GIVEN RECORDS.
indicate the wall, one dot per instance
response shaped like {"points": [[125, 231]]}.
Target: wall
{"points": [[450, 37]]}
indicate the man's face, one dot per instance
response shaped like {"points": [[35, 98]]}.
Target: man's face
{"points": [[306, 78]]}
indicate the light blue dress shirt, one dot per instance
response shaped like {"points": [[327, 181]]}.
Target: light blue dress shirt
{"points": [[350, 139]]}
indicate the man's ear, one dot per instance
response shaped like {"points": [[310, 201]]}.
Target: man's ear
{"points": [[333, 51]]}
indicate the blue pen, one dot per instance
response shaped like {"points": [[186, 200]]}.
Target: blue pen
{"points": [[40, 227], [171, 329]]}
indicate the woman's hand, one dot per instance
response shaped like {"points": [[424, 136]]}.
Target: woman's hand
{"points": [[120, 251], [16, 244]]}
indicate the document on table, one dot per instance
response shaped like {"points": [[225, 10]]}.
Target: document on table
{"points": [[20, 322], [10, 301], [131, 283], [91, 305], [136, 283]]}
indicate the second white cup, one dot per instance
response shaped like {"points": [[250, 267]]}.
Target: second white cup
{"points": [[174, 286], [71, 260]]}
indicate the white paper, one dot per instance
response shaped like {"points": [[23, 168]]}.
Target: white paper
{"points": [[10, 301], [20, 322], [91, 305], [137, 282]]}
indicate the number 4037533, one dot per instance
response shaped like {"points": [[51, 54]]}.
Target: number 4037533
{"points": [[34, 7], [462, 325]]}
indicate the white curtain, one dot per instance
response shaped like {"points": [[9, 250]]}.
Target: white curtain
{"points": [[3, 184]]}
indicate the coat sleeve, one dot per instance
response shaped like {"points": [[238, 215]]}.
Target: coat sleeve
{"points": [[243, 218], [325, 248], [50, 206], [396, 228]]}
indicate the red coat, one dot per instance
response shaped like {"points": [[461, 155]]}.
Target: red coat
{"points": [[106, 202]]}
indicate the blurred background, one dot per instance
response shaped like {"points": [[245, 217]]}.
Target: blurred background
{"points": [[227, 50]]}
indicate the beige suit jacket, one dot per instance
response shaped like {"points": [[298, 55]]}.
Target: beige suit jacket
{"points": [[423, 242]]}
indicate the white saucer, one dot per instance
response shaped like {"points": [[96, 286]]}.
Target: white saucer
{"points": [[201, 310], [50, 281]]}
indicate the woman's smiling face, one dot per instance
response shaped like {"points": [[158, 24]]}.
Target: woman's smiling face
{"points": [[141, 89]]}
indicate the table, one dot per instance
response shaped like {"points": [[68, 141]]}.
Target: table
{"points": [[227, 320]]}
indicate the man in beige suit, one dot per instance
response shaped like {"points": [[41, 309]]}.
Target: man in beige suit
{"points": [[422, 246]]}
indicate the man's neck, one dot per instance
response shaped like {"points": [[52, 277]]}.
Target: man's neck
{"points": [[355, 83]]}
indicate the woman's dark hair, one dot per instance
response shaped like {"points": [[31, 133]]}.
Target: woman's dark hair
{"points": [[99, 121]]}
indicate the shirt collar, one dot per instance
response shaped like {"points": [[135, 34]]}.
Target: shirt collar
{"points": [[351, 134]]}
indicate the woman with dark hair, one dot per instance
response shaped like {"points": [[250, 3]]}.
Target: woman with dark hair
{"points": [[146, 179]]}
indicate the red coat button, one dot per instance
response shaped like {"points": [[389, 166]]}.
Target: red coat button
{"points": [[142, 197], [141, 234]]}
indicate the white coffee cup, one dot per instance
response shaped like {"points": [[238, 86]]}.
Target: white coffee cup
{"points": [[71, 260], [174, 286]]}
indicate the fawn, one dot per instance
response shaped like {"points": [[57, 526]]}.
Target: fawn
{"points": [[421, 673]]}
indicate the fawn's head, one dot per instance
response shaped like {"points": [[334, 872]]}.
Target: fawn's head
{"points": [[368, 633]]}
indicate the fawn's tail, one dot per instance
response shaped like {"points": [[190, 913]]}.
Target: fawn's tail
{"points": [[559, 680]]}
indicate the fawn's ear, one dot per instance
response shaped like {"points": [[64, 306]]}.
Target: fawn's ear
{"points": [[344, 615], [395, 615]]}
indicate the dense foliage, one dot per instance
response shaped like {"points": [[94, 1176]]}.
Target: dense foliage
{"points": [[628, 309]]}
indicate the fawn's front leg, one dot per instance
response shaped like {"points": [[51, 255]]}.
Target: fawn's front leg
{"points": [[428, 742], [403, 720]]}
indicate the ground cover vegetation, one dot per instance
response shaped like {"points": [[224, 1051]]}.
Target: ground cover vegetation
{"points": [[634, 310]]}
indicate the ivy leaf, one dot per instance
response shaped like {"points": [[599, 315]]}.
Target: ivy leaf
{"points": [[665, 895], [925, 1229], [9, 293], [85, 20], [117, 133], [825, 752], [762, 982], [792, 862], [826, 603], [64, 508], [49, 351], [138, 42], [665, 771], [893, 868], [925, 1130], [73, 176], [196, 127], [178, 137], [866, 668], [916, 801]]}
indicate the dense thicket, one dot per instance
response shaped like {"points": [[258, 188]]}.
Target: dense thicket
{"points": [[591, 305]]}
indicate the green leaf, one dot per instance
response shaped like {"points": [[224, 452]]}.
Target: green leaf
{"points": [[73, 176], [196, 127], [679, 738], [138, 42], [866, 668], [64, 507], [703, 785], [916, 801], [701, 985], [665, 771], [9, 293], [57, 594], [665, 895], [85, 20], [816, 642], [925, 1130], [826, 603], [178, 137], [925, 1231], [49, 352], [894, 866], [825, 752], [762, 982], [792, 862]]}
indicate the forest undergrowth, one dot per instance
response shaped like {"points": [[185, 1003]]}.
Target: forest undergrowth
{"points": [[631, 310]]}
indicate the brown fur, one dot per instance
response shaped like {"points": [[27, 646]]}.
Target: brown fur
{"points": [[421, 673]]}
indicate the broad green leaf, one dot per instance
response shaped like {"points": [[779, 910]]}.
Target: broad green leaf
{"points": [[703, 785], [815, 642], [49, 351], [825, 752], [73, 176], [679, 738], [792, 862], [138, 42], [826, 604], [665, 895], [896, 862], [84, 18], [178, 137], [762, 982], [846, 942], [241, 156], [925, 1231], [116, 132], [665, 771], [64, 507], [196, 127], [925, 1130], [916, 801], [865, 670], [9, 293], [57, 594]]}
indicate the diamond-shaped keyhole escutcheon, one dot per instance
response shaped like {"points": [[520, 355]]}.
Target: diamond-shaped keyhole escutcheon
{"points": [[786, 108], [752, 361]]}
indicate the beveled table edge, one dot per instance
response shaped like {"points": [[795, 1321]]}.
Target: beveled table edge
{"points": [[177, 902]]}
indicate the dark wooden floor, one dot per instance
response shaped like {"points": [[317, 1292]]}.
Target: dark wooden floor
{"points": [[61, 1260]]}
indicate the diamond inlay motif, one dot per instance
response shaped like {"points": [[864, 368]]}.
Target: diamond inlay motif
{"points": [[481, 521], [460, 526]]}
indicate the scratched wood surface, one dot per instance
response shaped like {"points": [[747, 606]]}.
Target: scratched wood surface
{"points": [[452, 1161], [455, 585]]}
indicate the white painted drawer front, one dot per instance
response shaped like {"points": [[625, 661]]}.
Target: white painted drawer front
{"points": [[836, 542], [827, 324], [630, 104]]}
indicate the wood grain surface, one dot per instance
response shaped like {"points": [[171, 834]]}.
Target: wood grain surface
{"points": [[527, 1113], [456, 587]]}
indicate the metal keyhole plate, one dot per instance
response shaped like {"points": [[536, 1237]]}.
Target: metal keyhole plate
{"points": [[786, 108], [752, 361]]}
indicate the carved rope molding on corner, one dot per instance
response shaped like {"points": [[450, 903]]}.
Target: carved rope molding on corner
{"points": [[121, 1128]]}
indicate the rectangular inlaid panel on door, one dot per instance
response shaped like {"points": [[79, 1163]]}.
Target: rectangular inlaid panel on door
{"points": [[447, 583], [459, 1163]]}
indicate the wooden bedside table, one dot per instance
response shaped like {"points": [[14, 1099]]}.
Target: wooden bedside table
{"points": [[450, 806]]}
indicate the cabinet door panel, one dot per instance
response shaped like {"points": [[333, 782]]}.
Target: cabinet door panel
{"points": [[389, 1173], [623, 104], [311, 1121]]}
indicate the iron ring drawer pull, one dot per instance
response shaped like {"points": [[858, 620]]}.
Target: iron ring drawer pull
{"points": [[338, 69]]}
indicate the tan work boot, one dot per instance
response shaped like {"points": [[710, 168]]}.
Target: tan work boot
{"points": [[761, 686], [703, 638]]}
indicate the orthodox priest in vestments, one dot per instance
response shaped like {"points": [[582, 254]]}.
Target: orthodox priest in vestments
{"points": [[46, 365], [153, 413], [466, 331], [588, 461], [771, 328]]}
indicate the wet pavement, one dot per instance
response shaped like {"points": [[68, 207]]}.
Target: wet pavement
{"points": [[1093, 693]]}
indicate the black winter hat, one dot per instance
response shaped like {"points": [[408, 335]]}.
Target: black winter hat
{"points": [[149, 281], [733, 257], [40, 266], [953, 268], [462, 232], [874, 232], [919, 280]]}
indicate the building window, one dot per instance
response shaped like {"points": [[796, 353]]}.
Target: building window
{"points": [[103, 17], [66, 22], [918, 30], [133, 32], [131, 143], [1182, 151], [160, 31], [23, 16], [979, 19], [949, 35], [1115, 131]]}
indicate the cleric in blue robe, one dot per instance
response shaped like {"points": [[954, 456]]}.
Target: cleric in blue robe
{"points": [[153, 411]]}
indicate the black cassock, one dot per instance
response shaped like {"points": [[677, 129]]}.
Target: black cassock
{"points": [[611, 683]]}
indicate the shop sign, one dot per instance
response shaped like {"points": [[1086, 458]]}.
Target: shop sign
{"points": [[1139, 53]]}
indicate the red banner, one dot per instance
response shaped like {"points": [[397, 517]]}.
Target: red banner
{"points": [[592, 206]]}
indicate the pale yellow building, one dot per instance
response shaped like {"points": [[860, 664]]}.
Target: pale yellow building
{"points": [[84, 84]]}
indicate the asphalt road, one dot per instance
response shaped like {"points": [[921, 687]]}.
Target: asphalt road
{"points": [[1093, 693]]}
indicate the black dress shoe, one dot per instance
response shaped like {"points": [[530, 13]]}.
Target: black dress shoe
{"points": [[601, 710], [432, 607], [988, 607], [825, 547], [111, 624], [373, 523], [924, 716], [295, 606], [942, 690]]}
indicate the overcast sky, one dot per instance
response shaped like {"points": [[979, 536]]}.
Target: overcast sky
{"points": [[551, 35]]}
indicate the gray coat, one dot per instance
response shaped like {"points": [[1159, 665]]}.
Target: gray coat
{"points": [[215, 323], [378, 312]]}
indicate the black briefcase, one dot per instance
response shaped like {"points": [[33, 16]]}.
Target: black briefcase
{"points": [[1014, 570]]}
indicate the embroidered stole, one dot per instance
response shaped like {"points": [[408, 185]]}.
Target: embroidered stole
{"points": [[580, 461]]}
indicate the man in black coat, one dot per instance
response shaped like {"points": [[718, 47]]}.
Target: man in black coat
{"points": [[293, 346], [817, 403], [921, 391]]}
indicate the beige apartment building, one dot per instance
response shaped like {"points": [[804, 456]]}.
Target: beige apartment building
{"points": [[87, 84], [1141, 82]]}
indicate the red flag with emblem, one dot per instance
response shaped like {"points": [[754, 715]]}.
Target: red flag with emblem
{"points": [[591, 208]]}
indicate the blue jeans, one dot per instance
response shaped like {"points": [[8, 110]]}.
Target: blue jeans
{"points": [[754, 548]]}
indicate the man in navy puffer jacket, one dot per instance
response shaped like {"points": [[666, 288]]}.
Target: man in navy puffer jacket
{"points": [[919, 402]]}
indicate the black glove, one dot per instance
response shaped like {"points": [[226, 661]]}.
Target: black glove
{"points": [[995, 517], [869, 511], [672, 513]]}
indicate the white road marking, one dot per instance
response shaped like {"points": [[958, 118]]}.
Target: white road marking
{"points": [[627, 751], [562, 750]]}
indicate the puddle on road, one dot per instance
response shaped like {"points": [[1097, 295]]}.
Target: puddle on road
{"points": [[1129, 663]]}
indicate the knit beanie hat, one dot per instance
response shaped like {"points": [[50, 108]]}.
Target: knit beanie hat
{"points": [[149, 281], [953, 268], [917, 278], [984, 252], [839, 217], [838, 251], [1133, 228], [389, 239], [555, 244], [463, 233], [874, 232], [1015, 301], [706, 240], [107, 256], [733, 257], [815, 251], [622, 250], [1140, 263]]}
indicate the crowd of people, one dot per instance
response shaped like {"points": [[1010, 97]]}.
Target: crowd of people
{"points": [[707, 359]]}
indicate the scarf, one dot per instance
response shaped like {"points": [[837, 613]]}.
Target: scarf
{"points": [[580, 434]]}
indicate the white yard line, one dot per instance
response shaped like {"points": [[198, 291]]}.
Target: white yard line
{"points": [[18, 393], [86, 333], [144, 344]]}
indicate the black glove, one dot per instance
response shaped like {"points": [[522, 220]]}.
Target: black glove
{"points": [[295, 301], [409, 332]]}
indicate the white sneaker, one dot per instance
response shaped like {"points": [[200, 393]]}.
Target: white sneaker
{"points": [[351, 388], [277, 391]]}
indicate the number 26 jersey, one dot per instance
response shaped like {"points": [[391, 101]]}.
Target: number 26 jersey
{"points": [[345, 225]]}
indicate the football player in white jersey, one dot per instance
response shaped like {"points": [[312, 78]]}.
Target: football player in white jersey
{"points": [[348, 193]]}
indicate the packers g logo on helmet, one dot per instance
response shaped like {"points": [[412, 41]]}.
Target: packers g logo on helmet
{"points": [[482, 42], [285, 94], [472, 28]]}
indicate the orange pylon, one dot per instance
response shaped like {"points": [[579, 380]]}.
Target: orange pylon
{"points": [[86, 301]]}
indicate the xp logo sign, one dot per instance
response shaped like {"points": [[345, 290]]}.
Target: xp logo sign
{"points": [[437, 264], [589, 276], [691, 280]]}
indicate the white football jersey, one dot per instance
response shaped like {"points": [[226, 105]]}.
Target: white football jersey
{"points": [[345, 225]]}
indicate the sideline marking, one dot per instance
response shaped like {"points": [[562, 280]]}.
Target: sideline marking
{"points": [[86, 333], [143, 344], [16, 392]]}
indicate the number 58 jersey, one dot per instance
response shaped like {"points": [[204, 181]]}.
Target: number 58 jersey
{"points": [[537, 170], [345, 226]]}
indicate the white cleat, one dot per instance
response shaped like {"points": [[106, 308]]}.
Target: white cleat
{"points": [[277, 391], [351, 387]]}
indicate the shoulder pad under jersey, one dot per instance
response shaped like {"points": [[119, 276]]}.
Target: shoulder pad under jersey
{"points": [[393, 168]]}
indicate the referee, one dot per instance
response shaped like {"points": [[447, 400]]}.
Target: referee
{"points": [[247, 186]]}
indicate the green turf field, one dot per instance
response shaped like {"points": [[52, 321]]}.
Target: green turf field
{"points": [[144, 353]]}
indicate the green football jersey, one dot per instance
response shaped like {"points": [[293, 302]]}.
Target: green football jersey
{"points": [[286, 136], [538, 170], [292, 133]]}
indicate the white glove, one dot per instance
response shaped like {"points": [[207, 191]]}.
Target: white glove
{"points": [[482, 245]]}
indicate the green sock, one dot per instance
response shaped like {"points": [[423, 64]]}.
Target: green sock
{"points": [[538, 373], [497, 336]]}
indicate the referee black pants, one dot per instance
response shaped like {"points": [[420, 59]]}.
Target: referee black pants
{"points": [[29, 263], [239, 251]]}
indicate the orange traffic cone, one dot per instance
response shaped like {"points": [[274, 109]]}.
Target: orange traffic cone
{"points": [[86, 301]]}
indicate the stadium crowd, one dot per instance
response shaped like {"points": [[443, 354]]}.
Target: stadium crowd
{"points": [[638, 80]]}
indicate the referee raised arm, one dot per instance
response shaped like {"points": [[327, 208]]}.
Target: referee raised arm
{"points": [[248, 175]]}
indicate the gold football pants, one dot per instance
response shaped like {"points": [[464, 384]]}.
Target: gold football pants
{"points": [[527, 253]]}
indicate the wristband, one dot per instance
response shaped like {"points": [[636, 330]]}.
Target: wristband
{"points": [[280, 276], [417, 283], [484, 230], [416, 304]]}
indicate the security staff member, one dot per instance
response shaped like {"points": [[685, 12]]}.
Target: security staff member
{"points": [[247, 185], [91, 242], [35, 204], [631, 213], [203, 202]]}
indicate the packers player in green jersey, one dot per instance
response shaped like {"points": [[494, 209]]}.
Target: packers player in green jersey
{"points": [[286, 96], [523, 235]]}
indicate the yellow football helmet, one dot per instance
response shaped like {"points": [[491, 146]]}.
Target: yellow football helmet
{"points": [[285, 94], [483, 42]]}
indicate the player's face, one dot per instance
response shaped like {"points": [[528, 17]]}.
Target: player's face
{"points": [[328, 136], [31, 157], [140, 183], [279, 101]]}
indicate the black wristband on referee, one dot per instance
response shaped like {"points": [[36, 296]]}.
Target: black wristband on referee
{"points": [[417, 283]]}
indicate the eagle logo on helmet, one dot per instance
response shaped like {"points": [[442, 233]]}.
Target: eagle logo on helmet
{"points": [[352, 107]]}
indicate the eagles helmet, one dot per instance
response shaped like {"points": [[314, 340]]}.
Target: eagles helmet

WRITTEN REQUEST. Return, unchanged, each line from the line containing "indicate the player's" through the last line of the material.

ANSWER IN FULL.
indicate the player's face, one dot per instance
response shaped like {"points": [[528, 17]]}.
Target: player's face
{"points": [[328, 136], [31, 157], [140, 183], [279, 101]]}
indicate the black wristband on referee, one dot per instance
response shaped like {"points": [[36, 296]]}.
Target: black wristband on referee
{"points": [[417, 283]]}
indicate the eagle logo on helmet, one dot per instance
response shaped like {"points": [[442, 233]]}.
Target: eagle logo on helmet
{"points": [[352, 107]]}
indicate the eagles helmet, one dot per instance
response shaped like {"points": [[314, 340]]}.
Target: eagles helmet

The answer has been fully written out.